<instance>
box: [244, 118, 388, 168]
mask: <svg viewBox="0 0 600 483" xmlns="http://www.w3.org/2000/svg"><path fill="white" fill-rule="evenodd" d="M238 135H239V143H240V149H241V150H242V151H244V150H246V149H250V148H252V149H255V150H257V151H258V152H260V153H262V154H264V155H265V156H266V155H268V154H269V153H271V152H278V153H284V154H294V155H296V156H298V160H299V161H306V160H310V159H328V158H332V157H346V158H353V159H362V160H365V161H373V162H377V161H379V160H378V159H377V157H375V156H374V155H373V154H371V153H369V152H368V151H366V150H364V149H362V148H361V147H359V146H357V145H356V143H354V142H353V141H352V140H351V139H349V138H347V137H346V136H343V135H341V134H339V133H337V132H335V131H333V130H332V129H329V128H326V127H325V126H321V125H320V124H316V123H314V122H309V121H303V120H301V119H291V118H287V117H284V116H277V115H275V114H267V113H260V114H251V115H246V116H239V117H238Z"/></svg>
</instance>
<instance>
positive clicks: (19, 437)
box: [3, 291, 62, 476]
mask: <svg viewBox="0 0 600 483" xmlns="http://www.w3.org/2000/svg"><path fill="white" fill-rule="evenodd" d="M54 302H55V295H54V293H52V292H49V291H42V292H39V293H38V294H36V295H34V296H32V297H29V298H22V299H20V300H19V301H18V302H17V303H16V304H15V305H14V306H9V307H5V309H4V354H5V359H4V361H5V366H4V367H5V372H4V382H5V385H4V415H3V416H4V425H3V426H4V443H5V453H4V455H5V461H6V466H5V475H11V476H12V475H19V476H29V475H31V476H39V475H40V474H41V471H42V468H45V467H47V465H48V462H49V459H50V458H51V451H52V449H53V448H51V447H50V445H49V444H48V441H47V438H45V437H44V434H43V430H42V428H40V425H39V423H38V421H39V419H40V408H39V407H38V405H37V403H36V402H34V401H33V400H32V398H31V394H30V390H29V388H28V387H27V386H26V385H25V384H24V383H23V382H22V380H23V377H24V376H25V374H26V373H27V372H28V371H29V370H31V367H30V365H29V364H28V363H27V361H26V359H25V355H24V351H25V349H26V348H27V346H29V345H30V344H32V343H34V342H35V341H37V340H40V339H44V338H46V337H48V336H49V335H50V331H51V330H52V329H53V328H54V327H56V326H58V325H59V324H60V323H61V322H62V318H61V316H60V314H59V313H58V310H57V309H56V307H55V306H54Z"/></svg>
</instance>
- - -
-- EXERCISE OBJECTIVE --
Nothing but the exact lines of the data above, from the line containing "box: [3, 291, 62, 476]" through the last, should appear in the answer.

-- RESULT OF THIS EXERCISE --
box: [3, 291, 62, 476]
mask: <svg viewBox="0 0 600 483" xmlns="http://www.w3.org/2000/svg"><path fill="white" fill-rule="evenodd" d="M54 302H55V295H54V293H52V292H49V291H42V292H39V293H38V294H36V295H34V296H32V297H29V298H22V299H20V300H19V301H18V302H17V303H16V304H15V305H14V306H9V307H5V309H4V354H5V359H4V361H5V366H4V367H5V372H4V382H5V385H4V415H3V416H4V425H3V426H4V443H5V453H4V455H5V461H6V466H5V475H11V476H12V475H19V476H29V475H31V476H39V475H40V474H41V471H42V468H45V467H47V465H48V462H49V459H50V458H51V451H52V449H53V448H51V447H50V445H49V444H48V441H47V438H45V437H44V434H43V430H42V428H40V425H39V423H38V421H39V419H40V408H39V407H38V405H37V403H36V402H34V401H33V400H32V398H31V394H30V390H29V388H28V387H27V386H26V385H25V384H24V383H23V382H22V380H23V377H24V376H25V374H26V373H27V372H28V371H29V370H31V367H30V365H29V364H28V363H27V361H26V359H25V355H24V351H25V349H26V348H27V346H29V345H30V344H32V343H34V342H35V341H37V340H40V339H44V338H46V337H48V336H49V335H50V331H51V330H52V329H53V328H54V327H56V326H58V325H59V324H60V323H61V322H62V318H61V316H60V314H59V313H58V310H57V309H56V307H55V306H54Z"/></svg>
</instance>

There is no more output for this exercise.